Start of DATA TO PROCESS

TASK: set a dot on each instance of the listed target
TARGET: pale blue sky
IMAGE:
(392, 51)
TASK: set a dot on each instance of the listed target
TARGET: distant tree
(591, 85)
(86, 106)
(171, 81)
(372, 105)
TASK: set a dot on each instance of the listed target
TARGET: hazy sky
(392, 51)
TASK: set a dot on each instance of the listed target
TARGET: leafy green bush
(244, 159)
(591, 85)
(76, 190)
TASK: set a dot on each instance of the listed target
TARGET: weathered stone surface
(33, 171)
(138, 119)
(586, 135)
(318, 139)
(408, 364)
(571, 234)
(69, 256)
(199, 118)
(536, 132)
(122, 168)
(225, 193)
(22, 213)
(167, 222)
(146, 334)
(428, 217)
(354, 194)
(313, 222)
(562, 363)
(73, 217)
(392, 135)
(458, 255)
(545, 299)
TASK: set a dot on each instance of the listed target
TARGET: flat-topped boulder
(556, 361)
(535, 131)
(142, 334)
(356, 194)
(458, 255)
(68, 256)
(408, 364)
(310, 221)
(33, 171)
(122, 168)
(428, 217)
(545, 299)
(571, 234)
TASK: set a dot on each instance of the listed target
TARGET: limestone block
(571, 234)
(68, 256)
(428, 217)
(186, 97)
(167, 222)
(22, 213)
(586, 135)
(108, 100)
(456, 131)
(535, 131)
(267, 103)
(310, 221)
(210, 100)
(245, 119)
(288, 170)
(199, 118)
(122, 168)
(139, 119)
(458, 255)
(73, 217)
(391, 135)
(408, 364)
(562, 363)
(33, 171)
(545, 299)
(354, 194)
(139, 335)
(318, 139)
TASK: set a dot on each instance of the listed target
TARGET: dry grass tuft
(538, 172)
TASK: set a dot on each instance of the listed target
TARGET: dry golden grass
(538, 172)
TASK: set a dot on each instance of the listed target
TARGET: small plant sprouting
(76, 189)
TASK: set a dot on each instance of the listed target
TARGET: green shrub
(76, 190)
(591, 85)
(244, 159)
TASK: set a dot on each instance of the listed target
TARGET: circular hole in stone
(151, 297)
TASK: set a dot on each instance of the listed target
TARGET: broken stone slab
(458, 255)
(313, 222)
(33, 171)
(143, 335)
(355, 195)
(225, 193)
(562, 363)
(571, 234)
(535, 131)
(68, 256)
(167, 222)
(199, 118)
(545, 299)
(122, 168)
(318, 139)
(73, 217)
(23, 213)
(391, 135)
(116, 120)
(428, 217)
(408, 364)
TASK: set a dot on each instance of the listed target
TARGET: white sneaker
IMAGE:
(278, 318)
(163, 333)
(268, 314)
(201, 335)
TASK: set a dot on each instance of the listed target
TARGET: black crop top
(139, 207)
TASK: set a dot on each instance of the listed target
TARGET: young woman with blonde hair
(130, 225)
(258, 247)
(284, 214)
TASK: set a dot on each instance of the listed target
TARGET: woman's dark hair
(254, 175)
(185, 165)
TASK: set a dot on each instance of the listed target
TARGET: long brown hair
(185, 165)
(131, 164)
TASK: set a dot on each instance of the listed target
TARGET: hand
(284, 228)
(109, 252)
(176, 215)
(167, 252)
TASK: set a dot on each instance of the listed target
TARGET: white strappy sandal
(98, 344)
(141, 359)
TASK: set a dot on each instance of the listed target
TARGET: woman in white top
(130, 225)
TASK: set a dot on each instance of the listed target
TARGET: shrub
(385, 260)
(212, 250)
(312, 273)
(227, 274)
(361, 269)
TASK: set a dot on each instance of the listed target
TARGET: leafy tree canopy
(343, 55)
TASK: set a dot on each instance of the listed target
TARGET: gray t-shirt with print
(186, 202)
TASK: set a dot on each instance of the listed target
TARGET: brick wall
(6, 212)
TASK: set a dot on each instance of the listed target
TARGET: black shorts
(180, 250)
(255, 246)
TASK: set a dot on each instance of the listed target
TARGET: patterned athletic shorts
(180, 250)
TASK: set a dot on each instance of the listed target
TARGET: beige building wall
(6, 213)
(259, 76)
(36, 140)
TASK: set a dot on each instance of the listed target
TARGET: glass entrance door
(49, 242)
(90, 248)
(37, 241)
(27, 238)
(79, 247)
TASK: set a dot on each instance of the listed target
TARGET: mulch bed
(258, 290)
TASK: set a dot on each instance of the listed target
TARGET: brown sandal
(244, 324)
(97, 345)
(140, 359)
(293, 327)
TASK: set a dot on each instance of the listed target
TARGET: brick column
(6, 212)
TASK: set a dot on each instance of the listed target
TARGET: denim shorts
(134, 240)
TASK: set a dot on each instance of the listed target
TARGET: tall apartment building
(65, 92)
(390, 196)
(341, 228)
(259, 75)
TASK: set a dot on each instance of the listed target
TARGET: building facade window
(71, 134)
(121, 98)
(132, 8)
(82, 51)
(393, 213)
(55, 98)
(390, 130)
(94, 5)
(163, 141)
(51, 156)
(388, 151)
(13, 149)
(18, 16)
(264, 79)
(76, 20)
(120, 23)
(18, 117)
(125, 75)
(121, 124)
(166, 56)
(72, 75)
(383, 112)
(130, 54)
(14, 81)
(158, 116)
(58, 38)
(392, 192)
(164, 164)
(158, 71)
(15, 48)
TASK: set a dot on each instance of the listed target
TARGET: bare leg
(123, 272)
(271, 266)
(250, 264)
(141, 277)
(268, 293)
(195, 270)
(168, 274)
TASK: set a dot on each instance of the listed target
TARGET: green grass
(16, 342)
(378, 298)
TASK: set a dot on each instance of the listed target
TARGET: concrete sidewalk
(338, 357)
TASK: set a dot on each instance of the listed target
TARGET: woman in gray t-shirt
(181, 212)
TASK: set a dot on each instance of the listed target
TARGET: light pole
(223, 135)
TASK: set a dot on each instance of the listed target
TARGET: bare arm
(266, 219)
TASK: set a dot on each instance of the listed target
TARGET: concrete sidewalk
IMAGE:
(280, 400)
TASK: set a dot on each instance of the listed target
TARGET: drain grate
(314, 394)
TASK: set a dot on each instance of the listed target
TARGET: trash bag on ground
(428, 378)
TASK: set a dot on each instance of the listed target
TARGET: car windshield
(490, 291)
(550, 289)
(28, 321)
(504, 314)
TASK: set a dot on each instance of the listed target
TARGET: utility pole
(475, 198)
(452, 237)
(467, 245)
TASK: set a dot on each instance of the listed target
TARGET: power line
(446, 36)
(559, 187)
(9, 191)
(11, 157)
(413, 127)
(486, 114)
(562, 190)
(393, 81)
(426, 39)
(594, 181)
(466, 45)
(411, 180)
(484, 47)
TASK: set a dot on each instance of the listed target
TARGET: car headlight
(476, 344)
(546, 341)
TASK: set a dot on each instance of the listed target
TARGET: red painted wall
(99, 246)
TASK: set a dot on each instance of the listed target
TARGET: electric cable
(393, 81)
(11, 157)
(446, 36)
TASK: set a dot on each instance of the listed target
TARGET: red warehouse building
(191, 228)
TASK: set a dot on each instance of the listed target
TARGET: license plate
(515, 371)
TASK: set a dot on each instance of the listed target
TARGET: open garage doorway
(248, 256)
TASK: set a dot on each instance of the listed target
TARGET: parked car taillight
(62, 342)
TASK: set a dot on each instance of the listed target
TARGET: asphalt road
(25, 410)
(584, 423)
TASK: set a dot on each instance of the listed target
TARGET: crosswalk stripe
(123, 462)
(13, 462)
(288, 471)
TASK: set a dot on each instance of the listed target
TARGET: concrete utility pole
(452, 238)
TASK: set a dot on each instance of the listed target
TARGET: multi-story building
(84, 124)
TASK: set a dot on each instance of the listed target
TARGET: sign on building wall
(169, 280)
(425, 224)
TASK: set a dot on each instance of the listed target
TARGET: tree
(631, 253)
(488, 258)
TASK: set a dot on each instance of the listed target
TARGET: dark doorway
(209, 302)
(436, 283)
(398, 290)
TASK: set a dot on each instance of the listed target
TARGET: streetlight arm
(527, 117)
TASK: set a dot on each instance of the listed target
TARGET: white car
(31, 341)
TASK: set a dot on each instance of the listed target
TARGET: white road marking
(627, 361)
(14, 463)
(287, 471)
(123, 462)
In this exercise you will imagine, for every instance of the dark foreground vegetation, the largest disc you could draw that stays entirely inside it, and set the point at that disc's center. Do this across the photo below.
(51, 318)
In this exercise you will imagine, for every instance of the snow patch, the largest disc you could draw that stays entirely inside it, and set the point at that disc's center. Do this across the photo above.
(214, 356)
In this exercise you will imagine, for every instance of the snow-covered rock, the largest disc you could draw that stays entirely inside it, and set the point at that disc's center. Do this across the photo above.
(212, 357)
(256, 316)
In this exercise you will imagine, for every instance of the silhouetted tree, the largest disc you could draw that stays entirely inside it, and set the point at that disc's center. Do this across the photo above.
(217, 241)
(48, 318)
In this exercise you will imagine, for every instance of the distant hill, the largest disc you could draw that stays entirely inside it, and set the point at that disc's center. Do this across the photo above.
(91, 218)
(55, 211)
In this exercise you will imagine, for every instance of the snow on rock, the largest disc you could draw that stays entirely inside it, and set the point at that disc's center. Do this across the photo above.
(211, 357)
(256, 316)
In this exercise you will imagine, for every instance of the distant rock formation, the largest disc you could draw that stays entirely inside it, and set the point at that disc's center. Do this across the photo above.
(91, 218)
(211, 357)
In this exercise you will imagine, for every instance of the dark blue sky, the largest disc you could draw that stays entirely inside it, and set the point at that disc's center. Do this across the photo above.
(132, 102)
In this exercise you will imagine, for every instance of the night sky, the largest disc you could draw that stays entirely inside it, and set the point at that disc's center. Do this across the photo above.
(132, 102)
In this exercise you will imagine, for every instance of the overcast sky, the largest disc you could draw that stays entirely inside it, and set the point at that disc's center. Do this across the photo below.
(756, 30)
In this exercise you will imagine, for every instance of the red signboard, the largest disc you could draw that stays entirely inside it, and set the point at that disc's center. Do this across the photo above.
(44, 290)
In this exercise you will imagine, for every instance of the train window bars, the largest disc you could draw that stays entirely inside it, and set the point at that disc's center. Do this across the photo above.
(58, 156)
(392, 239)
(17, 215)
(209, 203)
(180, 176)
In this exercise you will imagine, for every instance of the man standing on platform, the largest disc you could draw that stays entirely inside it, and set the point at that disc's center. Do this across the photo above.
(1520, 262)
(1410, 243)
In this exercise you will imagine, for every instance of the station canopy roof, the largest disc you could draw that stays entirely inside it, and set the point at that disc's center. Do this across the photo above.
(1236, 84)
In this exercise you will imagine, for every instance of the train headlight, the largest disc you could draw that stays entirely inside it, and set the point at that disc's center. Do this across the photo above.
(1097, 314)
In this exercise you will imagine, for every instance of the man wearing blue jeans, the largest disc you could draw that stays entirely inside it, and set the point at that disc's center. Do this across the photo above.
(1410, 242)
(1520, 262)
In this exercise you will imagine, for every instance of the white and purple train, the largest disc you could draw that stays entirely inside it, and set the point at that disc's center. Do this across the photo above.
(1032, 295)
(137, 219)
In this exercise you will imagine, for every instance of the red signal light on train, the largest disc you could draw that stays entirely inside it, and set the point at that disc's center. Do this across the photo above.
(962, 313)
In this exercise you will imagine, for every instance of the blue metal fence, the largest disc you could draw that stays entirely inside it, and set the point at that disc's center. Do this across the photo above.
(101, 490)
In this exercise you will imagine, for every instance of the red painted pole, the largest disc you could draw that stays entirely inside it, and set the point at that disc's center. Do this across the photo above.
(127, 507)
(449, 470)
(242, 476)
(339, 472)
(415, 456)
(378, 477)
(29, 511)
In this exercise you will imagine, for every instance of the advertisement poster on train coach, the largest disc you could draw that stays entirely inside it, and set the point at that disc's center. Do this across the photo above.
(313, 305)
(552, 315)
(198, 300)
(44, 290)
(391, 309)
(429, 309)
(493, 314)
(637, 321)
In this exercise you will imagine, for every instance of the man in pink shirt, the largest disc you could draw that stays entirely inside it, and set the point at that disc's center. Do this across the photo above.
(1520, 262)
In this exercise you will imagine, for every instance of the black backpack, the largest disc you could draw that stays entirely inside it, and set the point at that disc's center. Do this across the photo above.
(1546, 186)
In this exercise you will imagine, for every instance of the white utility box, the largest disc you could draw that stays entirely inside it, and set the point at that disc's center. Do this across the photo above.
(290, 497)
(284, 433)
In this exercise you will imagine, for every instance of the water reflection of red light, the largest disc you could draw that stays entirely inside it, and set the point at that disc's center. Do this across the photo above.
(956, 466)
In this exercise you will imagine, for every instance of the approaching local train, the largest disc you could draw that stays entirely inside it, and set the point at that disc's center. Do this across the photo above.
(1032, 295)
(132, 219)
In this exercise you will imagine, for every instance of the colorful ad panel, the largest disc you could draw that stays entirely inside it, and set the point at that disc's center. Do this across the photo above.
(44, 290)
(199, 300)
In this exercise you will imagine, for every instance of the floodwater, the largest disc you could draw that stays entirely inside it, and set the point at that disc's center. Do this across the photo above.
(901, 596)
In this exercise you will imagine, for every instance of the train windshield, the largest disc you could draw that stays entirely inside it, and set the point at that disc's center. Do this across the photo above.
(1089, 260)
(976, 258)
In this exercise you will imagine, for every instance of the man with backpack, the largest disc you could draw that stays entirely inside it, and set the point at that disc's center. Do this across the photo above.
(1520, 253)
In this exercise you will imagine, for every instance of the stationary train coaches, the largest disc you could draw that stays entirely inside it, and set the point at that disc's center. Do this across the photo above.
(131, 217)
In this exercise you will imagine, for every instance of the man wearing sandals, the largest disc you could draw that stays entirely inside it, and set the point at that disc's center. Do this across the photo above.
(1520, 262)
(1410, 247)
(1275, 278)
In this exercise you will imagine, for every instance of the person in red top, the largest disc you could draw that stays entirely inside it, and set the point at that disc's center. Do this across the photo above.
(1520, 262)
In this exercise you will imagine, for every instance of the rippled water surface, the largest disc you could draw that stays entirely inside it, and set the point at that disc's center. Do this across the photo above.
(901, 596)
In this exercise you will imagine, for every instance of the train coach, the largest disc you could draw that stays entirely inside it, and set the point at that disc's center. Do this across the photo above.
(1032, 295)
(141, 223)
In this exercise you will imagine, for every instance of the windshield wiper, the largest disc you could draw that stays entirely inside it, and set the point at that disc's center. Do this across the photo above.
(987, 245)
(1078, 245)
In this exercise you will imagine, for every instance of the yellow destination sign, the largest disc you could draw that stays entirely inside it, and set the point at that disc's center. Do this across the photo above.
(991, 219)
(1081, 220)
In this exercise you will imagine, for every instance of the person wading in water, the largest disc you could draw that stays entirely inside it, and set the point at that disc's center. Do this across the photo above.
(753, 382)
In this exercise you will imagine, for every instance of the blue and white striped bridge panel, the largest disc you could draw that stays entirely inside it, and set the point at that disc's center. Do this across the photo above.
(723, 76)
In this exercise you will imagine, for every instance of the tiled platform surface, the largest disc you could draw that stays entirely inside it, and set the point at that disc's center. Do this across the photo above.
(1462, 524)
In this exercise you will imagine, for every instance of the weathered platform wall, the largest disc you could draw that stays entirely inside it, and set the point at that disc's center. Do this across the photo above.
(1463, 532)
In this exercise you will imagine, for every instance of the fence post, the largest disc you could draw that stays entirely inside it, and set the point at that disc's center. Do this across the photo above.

End of DATA TO PROCESS

**WHAT YOU ARE ASKED TO DO**
Write out the lines from the one containing "of the windshield" through the last line of the records above. Include both of those lines and nothing else.

**ANSWER SECTION**
In this exercise you will imagine, for every instance of the windshield wiper, the largest disc you could draw that stays entirely inside it, and set the point at that disc's center. Do this across the photo above.
(987, 245)
(1078, 245)
In this exercise you will imagine, for every instance of the yellow destination sign, the largest disc you could draw that stays entirely inside it, and set the point at that disc's center. Do this across the photo above.
(991, 219)
(1081, 220)
In this exercise you will imagine, for every instance of the person wading in water, the largest disc you could draw that stays entirely inside it, and set the point at that disc's center. Do this across the photo above.
(753, 382)
In this exercise you will imagine, for every instance of the blue and white striped bridge panel, the largest disc you could draw that stays entirely inside it, and set the point at that disc's center. Do this across the photo above.
(723, 76)
In this exercise you will imagine, for every instance of the tiled platform surface, the largest disc you could draw that stays entirely inside it, and set the point at that disc's center. Do this across the photo above.
(1462, 524)
In this exercise you will imagine, for every instance of the weathered platform wall, the largest disc you could draw that stays entirely inside it, and set the point at that disc's center. Do this across the photo above.
(1463, 532)
In this exercise you will imagine, for every instance of the fence post, the largest disc you could draw that stays entirely inside it, and set the point at that disc's center. Do this across the photo above.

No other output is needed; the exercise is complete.